THE EXERCISE = Exactly reproduce the lines from the one holding "Guideline — for every instance of the mountain" through the final line of the listing below, with both ends included and nothing else.

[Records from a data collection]
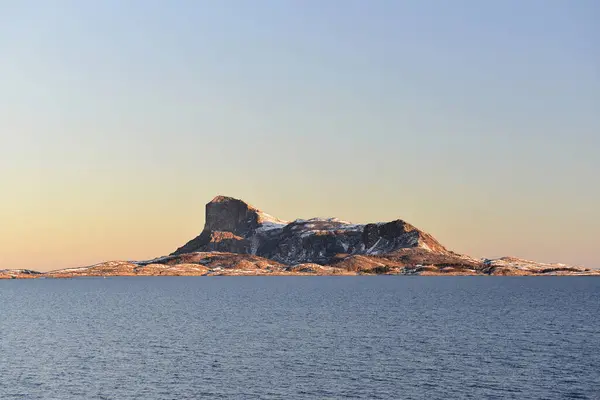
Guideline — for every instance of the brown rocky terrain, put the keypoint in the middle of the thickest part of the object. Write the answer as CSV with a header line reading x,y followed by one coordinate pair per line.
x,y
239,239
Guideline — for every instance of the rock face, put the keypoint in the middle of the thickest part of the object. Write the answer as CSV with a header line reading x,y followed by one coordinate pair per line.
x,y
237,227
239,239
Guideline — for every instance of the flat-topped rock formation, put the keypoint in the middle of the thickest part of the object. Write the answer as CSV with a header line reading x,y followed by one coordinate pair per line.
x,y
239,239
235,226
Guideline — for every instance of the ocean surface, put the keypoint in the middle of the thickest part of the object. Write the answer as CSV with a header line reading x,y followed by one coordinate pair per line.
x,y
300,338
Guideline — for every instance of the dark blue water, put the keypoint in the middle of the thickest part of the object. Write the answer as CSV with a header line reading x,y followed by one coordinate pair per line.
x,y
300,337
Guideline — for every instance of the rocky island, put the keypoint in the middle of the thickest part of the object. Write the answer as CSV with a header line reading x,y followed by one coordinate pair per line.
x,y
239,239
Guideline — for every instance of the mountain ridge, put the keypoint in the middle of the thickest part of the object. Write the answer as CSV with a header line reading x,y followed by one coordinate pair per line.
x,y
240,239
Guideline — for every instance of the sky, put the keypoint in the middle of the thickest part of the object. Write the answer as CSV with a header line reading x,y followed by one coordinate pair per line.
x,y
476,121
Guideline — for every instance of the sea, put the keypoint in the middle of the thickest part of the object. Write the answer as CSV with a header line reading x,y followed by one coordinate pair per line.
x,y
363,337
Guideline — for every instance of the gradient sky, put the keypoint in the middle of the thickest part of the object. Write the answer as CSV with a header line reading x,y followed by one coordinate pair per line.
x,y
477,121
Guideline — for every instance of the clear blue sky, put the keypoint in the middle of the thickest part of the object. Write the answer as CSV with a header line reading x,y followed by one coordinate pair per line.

SOLUTION FOR THIS EXERCISE =
Guideline — for every instance of the mountain ridge, put the keypoint in the middle of the thickest part of the object. Write the answer as CSV with a header line reading x,y followed by one coordinate pair per line.
x,y
240,239
Guideline — for every instance of the sky, put the keypoint in the middle of the thickest part of the object. Write the answer as CSV with a header line reading x,y followed by one coordinate pair per line.
x,y
476,121
Guideline — for every instance of the sea, put the keypoint in the middle of the thickest part of the object. Write the answer as CSV with a header line reading x,y followed by one coordinate pair per line.
x,y
363,337
Guideline — for every instance of the gradient sky, put the keypoint in the middle of the thickest part of the object. Write the answer as CSV with a header line reading x,y followed by one coordinate pair per line.
x,y
477,121
Guideline — for every instance of the clear blue sky, put the keypoint in the middle of the thickest part of the object. Write the answer as CSV with a header line reading x,y followed by one coordinate pair per line.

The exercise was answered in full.